# [TASK PROMPT]
Nothing in the records may be altered, so transcribe them exactly.

# [Referring expression pointing data]
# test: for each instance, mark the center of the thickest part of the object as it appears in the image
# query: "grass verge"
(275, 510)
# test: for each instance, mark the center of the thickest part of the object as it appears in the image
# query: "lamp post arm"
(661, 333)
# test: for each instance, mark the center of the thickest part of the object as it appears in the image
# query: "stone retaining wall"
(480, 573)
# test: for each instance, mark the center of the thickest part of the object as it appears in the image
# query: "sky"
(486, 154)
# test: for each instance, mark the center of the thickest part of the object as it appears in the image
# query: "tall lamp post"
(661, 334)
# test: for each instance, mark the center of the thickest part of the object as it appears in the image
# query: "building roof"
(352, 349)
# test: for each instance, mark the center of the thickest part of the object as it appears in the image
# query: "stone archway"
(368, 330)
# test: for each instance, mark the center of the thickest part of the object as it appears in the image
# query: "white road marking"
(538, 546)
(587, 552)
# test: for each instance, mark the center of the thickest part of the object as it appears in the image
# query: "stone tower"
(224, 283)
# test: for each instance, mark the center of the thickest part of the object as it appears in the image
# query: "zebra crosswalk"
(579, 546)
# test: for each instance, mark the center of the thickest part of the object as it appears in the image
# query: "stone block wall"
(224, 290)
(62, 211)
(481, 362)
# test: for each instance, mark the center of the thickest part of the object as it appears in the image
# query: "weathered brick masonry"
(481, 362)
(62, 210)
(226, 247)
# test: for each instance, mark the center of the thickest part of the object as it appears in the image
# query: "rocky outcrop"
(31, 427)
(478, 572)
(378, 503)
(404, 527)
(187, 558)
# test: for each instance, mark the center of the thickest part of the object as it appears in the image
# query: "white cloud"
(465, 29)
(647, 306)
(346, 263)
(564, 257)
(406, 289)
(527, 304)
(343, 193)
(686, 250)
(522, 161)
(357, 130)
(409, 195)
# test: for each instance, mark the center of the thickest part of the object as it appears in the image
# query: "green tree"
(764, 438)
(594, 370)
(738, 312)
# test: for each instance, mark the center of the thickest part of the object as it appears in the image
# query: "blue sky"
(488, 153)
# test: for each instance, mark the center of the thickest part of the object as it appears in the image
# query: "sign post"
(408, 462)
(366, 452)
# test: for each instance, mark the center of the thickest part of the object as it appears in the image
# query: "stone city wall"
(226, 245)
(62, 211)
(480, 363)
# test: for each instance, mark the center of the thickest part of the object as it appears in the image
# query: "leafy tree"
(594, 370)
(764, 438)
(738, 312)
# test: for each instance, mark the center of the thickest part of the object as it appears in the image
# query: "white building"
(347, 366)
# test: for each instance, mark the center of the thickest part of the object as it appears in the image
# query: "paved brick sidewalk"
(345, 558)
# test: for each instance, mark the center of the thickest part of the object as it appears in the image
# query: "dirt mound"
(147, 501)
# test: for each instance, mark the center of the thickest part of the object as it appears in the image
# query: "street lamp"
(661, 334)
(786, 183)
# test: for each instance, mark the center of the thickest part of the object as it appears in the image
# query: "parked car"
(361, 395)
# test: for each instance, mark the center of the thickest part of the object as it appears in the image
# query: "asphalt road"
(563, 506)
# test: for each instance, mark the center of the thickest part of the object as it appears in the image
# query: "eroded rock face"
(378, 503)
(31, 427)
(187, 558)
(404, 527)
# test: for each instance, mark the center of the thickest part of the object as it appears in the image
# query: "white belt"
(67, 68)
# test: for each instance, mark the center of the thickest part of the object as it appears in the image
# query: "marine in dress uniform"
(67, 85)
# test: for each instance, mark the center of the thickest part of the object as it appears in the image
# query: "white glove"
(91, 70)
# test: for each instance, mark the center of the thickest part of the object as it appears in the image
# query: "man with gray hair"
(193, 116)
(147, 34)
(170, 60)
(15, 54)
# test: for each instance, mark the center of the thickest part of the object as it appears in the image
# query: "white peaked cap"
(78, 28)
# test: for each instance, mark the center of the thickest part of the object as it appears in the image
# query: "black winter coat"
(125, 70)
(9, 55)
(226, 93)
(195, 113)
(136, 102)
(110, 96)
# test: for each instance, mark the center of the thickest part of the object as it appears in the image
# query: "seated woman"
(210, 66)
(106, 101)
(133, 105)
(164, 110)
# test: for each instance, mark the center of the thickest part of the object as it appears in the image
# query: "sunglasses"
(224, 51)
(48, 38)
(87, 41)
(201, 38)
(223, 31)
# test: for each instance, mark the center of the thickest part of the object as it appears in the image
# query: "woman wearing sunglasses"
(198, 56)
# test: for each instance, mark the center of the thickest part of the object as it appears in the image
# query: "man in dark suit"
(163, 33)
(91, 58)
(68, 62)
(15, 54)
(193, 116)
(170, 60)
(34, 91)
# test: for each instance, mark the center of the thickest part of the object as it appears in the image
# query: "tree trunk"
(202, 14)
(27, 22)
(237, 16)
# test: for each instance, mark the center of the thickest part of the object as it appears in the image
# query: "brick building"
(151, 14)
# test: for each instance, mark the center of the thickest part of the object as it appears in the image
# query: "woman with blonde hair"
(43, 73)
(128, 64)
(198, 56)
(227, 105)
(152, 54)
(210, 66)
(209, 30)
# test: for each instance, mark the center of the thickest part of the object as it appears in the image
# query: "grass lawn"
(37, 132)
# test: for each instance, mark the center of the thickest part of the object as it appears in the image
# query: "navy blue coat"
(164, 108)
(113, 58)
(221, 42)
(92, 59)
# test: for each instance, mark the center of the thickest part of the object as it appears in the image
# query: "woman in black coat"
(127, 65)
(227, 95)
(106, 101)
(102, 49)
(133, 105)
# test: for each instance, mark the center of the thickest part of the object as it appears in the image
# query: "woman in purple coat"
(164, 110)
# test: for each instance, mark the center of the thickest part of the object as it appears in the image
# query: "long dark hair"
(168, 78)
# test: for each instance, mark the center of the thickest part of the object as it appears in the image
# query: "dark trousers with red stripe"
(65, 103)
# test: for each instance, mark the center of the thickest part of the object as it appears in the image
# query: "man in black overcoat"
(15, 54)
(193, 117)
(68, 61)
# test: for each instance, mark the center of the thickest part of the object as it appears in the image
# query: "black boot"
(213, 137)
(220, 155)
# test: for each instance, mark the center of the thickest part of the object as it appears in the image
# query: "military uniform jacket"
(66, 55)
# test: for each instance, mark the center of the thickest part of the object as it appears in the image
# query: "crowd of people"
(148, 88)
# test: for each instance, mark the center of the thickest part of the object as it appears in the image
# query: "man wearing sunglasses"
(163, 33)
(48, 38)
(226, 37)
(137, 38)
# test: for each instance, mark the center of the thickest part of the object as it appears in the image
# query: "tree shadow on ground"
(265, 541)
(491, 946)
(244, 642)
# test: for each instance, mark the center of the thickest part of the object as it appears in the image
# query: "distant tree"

# [OUTPUT OF THE EXERCISE]
# test: for each instance, mark the center of the thickest part of the object as it appears in the image
# query: "grass verge"
(275, 510)
# test: for each instance, mark the center of the thickest part of the object as it appears in the image
# query: "lamp post arm"
(661, 333)
# test: for each instance, mark the center of the thickest part of the object as it appears in the image
# query: "stone retaining wall"
(480, 573)
# test: for each instance, mark the center of the thickest part of the object as it appears in the image
# query: "sky"
(486, 154)
# test: for each instance, mark the center of the thickest part of the object as it appears in the image
# query: "tall lamp post"
(661, 334)
# test: for each instance, mark the center of the thickest part of the object as it appears in the image
# query: "building roof"
(352, 349)
# test: for each instance, mark the center of the thickest part of the object as it appears in the image
# query: "stone archway"
(368, 330)
# test: for each instance, mark the center of the thickest part of the object as it appears in the image
# query: "white road marking"
(538, 546)
(587, 552)
# test: for each instance, mark the center of the thickest part of the object as it appears in the image
# query: "stone tower"
(224, 283)
# test: for each instance, mark the center of the thickest part of the object as it appears in the image
# query: "zebra crosswalk"
(579, 546)
# test: for each instance, mark the center of the thickest part of the object as it appears in the image
# query: "stone block wall"
(224, 290)
(62, 211)
(481, 362)
# test: for each instance, mark the center of the thickest part of the object as it appears in the image
# query: "weathered brick masonry"
(481, 362)
(62, 210)
(226, 247)
# test: for each instance, mark the center of the thickest part of the object as it appears in the image
# query: "rocky outcrop"
(31, 427)
(478, 572)
(378, 503)
(404, 527)
(187, 558)
# test: for each instance, mark the center of the thickest part of the object as it appears in the image
# query: "white cloud"
(465, 29)
(647, 306)
(346, 263)
(564, 257)
(406, 289)
(527, 304)
(343, 193)
(686, 250)
(522, 161)
(357, 130)
(409, 195)
# test: for each instance, mark the center of the thickest part of the object as it appears in the image
# query: "green tree"
(764, 438)
(594, 370)
(738, 312)
# test: for each instance, mark the center of the thickest part of the object as it appears in the image
# query: "blue sky"
(488, 153)
# test: for each instance, mark the center of the thickest part of the object as it appears in the image
# query: "sign post"
(408, 462)
(366, 452)
# test: for each instance, mark the center of the thickest part of the object as it appears in the image
# query: "stone city wall"
(226, 245)
(62, 211)
(480, 363)
# test: for each instance, mark the center of the thickest part of the object as it appears in the image
# query: "leafy tree"
(594, 370)
(764, 438)
(738, 312)
# test: for each instance, mark the center of the thickest part of the object as it appears in the image
# query: "white building"
(347, 366)
# test: for each instance, mark the center of the thickest part of the object as it appears in the image
# query: "paved brick sidewalk"
(345, 558)
# test: for each instance, mark the center of the thickest part of the object as it appears in the image
# query: "dirt mound"
(147, 501)
# test: for each instance, mark the center of the thickest part of the object as it appears in the image
# query: "street lamp"
(661, 334)
(786, 183)
# test: for each instance, mark the center of the thickest part of the object as it appears in the image
# query: "parked car"
(361, 395)
# test: for each instance, mark the center of the thickest part of the object as it appears in the image
# query: "asphalt road"
(563, 506)
# test: for each instance, mark the center of the thickest part of the object as it appears in the image
# query: "eroded rock face"
(378, 503)
(31, 427)
(187, 558)
(404, 527)
# test: for each instance, mark the center of the thickest part of the object as it appears in the image
# query: "white belt"
(67, 68)
# test: for each instance, mark the center of the thickest part of the object as it appears in the image
# query: "marine in dress uniform"
(67, 85)
# test: for each instance, mark the center of the thickest part of the object as it appears in the image
# query: "white glove"
(91, 70)
# test: for each instance, mark the center of the thickest part of the object as it appears in the image
# query: "man with gray hair"
(193, 116)
(147, 34)
(170, 60)
(15, 54)
# test: for each instance, mark the center of the thickest part of the object as it appears in the image
# query: "white peaked cap"
(78, 28)
# test: for each instance, mark the center of the thickest part of the object as it appears in the image
# query: "black winter coat"
(125, 70)
(9, 55)
(226, 93)
(195, 113)
(136, 102)
(110, 96)
# test: for each instance, mark the center of the thickest part of the object as it appears in the image
# query: "seated woman"
(210, 66)
(106, 101)
(133, 105)
(164, 110)
# test: for each instance, mark the center of the thickest part of the object as it appears in the image
# query: "sunglasses"
(224, 51)
(48, 38)
(87, 41)
(201, 38)
(223, 31)
# test: for each instance, mark the center of the thickest part of the object as it appears in the image
# query: "woman wearing sunglasses"
(198, 56)
# test: for each instance, mark the center of the thickest part of the object as it appears in the image
# query: "man in dark suit"
(163, 33)
(91, 58)
(68, 62)
(15, 54)
(193, 116)
(170, 60)
(34, 91)
# test: for each instance, mark the center of the thickest part of the object as it appears in the image
# query: "tree trunk"
(202, 14)
(27, 22)
(237, 16)
# test: for each instance, mark the center of the thickest part of the object as it appears in the image
# query: "brick building"
(151, 14)
# test: for each instance, mark the center of the thickest part of the object as it appears in the image
# query: "woman with blonde hair"
(43, 73)
(128, 64)
(198, 56)
(227, 105)
(152, 54)
(210, 66)
(209, 30)
# test: for each instance, mark the center of the thickest part of the object as it appears in the image
# query: "grass lawn"
(37, 132)
# test: for each instance, mark the center of the thickest part of the object as it appears in the image
# query: "navy blue coat"
(164, 108)
(113, 58)
(221, 42)
(92, 59)
# test: for each instance, mark the center of the thickest part of the object as it appears in the image
# query: "woman in black coat"
(127, 65)
(227, 95)
(106, 101)
(102, 49)
(133, 105)
# test: for each instance, mark the center of the thickest part of the object as it appears in the image
# query: "woman in purple coat"
(164, 110)
# test: for each instance, mark the center of the thickest part of the object as it appears in the image
# query: "long dark hair"
(168, 78)
# test: for each instance, mark the center of the thickest part of the object as it appears in the image
# query: "dark trousers with red stripe"
(65, 103)
# test: for each instance, mark the center of the thickest part of the object as it appears in the image
# query: "man in black overcoat"
(15, 54)
(193, 117)
(68, 61)
# test: for each instance, mark the center of the thickest part of the object as it appears in the image
# query: "black boot"
(213, 137)
(220, 155)
# test: for each instance, mark the center of the thickest part of the object as it appears in the image
# query: "military uniform jacket"
(66, 55)
# test: for each instance, mark the center of the thickest part of the object as it appears in the image
# query: "crowd of people"
(148, 88)
# test: for each instance, mark the center of the thickest part of the object as it appears in the image
# query: "man wearing sunglasses"
(163, 33)
(48, 38)
(226, 37)
(137, 38)
# test: for each instance, mark the center of the thickest part of the object as it appears in the image
# query: "tree shadow on ground"
(265, 541)
(491, 946)
(244, 642)
# test: for each instance, mark the center of the thickest part of the object as it appears in the image
# query: "distant tree"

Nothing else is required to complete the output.